━━━━━ Data to use ━━━━━

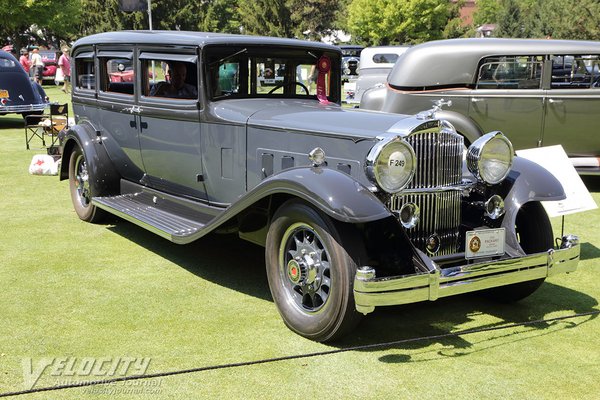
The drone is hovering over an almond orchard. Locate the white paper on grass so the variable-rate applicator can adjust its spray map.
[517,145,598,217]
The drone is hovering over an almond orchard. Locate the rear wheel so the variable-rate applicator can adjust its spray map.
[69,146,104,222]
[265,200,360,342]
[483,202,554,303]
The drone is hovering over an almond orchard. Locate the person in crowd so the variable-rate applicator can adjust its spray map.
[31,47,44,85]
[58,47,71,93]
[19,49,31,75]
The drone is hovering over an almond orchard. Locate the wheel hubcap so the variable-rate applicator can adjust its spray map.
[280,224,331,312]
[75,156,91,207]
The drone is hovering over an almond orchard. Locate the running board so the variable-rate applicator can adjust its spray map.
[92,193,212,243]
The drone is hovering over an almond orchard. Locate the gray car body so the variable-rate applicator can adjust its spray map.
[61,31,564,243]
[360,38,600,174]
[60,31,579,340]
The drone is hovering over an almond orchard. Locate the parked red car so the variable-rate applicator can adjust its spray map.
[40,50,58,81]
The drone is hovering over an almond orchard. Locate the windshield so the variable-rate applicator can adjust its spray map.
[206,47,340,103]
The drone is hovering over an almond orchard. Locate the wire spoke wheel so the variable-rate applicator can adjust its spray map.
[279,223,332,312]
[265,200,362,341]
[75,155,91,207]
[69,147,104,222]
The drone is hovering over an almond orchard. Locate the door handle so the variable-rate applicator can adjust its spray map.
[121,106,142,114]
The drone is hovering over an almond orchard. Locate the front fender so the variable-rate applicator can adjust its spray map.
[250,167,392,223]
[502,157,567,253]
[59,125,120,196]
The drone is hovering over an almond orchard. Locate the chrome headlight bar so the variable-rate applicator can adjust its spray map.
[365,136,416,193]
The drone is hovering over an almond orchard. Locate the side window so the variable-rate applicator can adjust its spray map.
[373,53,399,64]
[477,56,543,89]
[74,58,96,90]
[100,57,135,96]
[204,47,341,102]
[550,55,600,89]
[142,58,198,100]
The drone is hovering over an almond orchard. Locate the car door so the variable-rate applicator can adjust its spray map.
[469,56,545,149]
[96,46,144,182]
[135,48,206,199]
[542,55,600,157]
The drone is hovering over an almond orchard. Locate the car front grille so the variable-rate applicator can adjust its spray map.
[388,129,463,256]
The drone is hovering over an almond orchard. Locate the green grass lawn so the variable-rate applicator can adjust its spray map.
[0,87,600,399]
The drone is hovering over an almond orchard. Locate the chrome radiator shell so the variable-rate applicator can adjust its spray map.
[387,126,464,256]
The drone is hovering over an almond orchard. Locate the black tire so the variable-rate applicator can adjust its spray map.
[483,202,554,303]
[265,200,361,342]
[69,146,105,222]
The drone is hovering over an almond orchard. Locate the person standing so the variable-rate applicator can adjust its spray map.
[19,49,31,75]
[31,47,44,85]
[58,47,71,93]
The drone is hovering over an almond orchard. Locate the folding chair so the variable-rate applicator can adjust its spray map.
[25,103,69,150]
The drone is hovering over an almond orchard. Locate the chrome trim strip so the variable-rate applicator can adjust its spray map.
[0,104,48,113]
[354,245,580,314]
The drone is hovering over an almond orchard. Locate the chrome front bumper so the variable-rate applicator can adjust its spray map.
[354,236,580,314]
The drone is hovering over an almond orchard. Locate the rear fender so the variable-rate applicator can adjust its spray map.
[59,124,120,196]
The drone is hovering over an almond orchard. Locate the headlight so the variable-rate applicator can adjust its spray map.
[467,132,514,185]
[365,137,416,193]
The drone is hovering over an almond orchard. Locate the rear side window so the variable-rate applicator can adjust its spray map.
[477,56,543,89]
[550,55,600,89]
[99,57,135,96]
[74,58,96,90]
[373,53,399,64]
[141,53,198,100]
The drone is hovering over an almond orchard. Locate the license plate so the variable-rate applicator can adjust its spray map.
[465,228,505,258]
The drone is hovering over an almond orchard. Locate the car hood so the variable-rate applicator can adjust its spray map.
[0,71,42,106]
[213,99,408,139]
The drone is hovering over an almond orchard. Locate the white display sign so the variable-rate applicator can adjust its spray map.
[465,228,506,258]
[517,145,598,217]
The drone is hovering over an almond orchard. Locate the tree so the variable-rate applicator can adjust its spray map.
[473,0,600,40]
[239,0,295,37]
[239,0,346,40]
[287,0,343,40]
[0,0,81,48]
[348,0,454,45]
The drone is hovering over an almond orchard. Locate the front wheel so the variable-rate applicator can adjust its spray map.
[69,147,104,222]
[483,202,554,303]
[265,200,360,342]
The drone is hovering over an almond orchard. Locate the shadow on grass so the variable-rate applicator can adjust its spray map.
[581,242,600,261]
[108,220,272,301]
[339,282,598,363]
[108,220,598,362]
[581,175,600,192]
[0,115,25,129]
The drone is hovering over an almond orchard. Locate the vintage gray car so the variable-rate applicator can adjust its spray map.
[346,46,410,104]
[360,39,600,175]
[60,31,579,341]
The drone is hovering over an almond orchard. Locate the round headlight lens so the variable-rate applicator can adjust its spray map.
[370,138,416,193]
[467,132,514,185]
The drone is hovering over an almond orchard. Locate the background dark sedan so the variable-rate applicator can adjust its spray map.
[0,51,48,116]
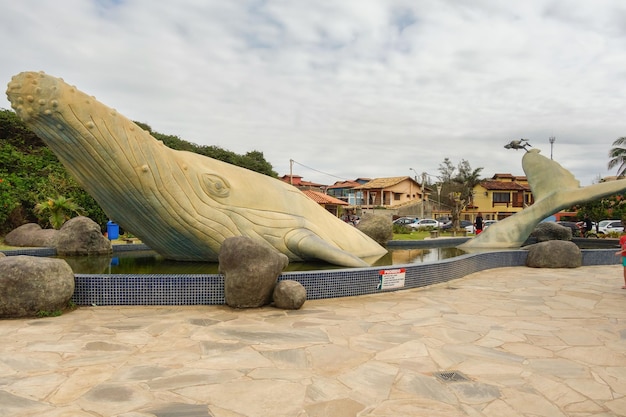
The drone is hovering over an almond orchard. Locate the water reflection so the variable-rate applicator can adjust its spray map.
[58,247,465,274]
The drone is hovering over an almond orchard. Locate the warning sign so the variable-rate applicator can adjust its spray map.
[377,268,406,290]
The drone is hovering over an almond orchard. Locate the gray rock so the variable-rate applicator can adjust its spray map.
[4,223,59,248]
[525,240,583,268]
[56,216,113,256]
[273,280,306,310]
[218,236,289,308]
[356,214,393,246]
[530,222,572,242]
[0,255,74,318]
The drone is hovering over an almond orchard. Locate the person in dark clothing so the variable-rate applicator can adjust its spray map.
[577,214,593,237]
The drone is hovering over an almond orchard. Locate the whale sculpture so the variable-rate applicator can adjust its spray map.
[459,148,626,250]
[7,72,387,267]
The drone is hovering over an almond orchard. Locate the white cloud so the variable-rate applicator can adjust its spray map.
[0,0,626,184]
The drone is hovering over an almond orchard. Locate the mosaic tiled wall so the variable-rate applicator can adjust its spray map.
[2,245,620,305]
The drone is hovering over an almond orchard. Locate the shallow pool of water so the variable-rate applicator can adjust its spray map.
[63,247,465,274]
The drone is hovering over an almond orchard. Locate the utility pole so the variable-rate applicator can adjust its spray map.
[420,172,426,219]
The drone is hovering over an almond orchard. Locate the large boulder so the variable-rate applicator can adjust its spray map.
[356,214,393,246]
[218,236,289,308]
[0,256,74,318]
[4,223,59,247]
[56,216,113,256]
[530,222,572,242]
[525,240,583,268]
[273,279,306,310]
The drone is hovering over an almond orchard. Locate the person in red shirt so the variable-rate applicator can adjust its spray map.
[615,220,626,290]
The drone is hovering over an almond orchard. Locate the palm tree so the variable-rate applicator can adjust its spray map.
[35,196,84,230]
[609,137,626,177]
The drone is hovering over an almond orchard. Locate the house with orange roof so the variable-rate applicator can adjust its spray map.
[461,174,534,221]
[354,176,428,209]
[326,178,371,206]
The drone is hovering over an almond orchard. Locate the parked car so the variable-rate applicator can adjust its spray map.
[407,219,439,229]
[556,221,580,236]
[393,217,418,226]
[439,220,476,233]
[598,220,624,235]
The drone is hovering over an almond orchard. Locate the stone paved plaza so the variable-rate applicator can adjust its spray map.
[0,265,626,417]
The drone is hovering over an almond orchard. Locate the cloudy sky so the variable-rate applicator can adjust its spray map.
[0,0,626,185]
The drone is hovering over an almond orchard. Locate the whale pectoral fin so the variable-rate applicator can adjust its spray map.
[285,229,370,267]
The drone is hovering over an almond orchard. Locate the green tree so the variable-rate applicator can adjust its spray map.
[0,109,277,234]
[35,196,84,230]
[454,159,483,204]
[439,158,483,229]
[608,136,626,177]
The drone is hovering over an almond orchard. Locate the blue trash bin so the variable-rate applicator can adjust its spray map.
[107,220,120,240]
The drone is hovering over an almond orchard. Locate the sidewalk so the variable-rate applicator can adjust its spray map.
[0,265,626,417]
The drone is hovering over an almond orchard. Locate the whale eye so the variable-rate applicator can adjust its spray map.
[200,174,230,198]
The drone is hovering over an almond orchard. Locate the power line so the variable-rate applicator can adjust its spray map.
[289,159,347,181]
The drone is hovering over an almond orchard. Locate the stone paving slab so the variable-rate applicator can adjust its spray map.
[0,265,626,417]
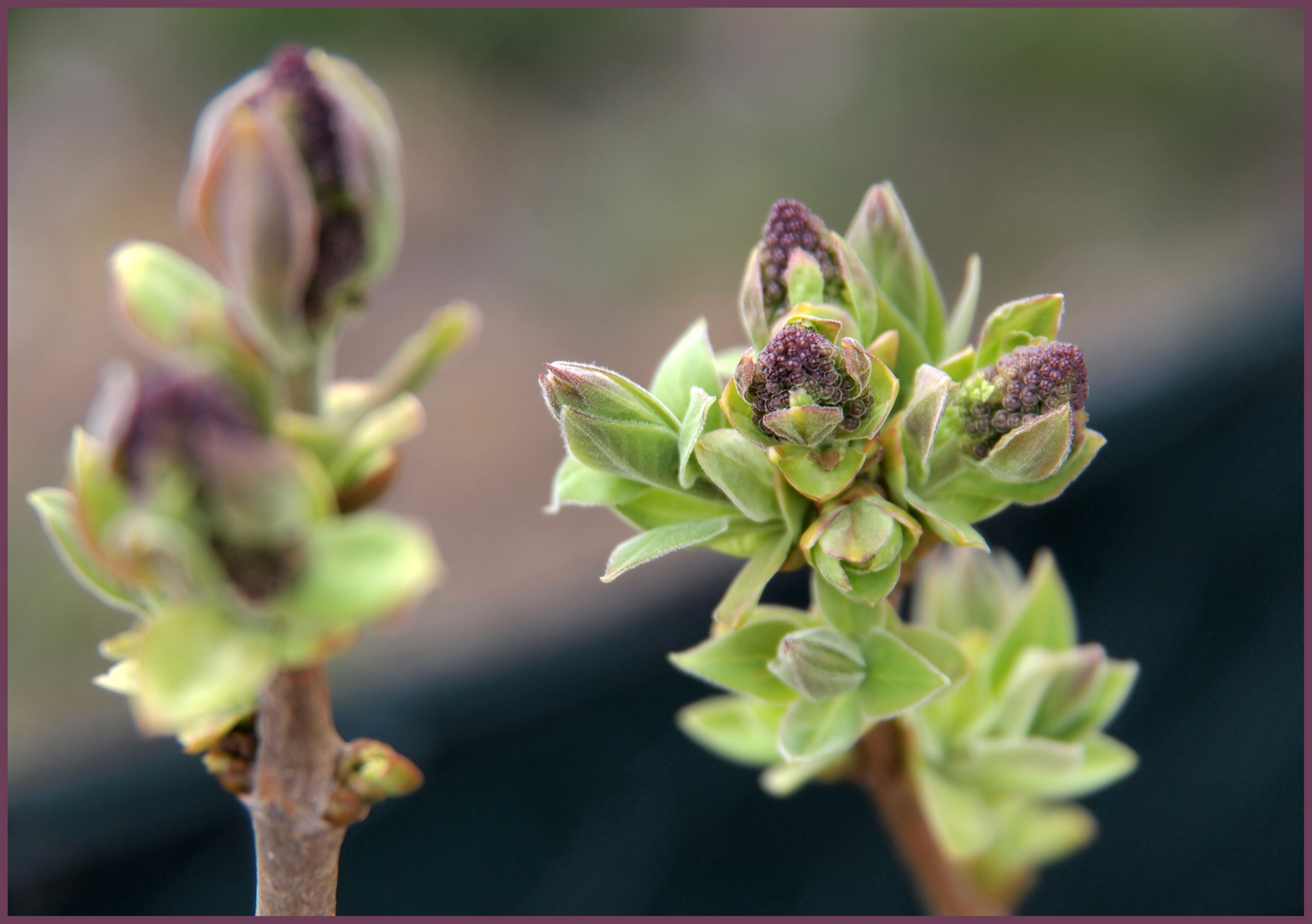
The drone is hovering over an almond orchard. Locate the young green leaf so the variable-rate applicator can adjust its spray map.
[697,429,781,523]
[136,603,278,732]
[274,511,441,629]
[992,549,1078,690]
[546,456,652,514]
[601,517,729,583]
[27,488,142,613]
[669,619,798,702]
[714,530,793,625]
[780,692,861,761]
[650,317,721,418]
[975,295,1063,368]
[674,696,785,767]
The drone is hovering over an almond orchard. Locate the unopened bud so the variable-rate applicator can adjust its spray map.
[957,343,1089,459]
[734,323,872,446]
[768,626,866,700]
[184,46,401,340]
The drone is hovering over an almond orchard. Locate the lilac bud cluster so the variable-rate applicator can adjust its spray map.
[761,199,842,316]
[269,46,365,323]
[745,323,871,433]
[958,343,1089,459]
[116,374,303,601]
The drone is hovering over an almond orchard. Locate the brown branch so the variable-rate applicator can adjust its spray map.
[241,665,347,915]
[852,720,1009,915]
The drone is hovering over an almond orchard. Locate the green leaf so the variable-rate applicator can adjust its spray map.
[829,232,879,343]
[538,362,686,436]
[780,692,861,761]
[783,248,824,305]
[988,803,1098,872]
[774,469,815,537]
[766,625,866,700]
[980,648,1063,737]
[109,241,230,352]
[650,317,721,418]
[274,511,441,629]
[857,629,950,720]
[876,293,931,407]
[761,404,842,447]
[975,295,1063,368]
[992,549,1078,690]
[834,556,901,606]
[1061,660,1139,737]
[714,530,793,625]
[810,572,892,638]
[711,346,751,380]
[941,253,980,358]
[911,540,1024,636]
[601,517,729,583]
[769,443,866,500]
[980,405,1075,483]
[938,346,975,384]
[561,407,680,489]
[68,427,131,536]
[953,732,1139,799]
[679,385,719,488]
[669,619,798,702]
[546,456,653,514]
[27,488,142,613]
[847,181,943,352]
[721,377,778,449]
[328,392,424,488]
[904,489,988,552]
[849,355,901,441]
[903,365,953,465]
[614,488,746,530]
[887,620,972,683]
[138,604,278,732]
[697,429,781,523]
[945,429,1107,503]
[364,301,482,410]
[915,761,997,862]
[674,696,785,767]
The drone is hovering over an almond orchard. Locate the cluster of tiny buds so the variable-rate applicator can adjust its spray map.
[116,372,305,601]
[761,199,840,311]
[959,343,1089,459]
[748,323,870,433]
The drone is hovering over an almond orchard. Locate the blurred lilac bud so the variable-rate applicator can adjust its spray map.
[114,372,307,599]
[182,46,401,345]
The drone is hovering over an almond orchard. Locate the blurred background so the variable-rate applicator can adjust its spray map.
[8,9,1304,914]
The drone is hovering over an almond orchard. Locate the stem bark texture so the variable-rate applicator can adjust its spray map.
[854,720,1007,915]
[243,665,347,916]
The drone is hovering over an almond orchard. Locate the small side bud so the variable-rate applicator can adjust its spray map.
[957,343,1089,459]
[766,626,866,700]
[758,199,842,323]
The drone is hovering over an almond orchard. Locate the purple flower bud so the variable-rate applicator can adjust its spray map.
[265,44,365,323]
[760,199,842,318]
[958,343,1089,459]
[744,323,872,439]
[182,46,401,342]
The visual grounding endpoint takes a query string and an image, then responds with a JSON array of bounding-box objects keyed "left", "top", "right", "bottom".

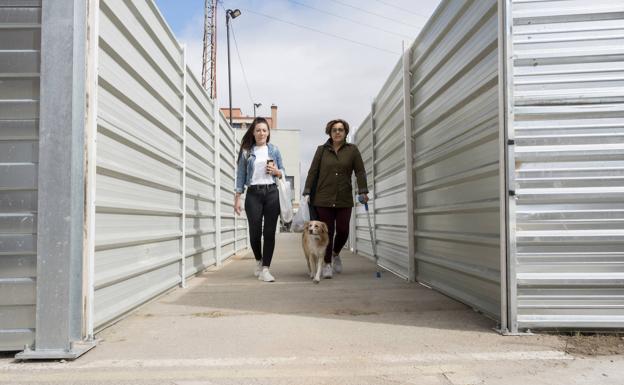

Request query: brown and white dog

━━━━━

— Stated exercise —
Print, unchanged, the lines from the one containing "person in red" to the one containing "[609,137,626,177]", including both of those lines.

— Result for this exercise —
The drone is hovering over an almond orchard. Locate the person in red shirt so the variable-rate applicator can adjust its spray map.
[615,220,626,290]
The drone is hovering over an almond orchard. Locate the palm tree so the variable-rate applicator can adjust its spray map.
[35,196,84,230]
[609,137,626,177]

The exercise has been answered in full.